SUPPLIED MATERIAL >>
»»
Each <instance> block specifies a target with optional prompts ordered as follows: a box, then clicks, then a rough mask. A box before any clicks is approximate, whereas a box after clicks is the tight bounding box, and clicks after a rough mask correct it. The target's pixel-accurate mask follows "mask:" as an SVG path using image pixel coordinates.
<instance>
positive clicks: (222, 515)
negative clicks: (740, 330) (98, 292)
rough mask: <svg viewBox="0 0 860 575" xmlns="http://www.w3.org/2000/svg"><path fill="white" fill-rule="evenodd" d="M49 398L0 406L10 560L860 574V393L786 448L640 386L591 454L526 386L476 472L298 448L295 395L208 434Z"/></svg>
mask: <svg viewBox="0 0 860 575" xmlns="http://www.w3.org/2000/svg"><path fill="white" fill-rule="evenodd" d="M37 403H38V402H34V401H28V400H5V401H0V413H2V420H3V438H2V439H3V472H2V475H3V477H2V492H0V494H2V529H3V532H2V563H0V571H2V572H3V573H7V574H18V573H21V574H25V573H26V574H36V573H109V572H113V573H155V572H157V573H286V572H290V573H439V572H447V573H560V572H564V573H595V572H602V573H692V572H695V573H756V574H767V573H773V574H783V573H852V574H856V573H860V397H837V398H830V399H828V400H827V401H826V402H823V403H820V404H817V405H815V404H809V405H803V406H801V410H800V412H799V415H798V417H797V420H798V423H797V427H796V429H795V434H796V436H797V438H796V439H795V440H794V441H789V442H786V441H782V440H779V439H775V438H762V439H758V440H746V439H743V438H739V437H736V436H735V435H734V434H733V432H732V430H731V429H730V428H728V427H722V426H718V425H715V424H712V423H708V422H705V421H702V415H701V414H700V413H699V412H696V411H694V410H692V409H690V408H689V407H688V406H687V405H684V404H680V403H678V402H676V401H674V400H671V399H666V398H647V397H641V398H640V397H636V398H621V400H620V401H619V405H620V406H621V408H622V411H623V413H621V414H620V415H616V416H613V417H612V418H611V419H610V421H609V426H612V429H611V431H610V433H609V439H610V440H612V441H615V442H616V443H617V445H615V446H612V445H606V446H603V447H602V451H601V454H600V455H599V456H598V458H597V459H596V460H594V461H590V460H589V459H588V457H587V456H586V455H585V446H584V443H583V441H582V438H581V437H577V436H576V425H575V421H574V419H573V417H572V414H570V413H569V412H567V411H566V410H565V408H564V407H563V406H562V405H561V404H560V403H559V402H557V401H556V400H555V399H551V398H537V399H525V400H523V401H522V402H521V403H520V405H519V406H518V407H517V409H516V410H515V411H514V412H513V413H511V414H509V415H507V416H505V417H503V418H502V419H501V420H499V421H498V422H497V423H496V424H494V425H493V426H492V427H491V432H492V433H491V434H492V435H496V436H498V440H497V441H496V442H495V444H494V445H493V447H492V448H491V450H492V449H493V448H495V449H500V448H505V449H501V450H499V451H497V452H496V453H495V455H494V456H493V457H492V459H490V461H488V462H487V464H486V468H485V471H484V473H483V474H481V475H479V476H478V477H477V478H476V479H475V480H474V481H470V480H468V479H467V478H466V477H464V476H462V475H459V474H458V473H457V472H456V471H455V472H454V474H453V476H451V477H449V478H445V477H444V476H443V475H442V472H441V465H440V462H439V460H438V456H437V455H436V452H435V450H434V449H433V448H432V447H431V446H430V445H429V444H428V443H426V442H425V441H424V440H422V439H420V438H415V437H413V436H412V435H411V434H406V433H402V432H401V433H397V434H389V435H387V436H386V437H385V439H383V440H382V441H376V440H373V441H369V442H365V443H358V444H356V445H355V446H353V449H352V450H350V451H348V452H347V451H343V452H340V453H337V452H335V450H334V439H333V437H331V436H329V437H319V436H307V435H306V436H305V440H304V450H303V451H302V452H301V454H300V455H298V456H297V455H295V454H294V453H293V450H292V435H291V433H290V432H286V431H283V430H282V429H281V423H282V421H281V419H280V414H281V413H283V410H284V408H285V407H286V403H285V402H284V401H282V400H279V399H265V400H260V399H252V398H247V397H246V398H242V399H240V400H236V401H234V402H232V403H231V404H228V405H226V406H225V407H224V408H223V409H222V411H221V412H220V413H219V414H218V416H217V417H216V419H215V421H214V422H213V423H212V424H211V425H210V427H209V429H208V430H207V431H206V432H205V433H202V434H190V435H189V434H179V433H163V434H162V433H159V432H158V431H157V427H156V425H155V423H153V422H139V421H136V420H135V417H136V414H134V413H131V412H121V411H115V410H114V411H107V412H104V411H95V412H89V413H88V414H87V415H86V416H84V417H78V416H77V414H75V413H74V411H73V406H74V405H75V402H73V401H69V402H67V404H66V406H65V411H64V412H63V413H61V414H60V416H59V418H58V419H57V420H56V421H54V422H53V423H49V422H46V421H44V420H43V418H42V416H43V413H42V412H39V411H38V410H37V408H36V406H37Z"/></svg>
««
Would you return each line of the material above, unchanged, from the first one through the line where "negative clicks: (740, 330) (98, 292)" appears?

REPLY TO THE TASK >>
Each <instance> block specifies a target with optional prompts ordered as follows: a box, then clicks, then a rough mask. A box before any clicks is approximate, whereas a box after clicks is the tight bounding box, and clicks after a rough mask correct it. The target's pixel-accurate mask follows "mask:" as an SVG path using image pixel coordinates.
<instance>
positive clicks: (222, 515)
negative clicks: (740, 330) (98, 292)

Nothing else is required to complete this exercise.